Stored items
##############################

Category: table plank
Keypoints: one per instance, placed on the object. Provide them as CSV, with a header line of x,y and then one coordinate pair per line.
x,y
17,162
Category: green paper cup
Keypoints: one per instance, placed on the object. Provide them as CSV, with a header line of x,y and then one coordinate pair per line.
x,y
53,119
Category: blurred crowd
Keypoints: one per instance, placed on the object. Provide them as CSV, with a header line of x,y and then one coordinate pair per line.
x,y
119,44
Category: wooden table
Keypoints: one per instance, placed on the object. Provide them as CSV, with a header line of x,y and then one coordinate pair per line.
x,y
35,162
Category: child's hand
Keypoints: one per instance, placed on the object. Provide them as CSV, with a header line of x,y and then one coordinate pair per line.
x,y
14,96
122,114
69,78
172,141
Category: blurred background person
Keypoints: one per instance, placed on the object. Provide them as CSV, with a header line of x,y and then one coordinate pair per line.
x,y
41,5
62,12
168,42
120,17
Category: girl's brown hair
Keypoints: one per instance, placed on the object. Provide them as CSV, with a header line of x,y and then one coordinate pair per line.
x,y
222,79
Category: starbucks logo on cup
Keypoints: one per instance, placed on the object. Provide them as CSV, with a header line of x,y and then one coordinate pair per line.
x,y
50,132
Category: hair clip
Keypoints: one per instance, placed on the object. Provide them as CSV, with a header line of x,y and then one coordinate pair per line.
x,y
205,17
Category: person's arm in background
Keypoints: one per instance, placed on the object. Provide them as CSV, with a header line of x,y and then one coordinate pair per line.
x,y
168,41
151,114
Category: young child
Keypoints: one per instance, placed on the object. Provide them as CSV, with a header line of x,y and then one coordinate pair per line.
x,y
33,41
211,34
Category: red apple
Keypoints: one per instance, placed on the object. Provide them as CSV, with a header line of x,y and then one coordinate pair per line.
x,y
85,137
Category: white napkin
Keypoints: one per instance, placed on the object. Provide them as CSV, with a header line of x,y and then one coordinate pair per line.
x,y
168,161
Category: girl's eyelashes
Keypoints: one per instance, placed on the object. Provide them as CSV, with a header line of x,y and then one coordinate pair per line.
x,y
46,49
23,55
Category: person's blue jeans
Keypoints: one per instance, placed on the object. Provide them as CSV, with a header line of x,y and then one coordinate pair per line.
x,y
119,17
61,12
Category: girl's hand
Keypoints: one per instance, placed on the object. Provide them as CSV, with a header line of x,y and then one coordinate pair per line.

##############################

## Your objective
For the word "person", count how many lines of the entries contain it; give the number and nothing more.

## Solution for this exercise
3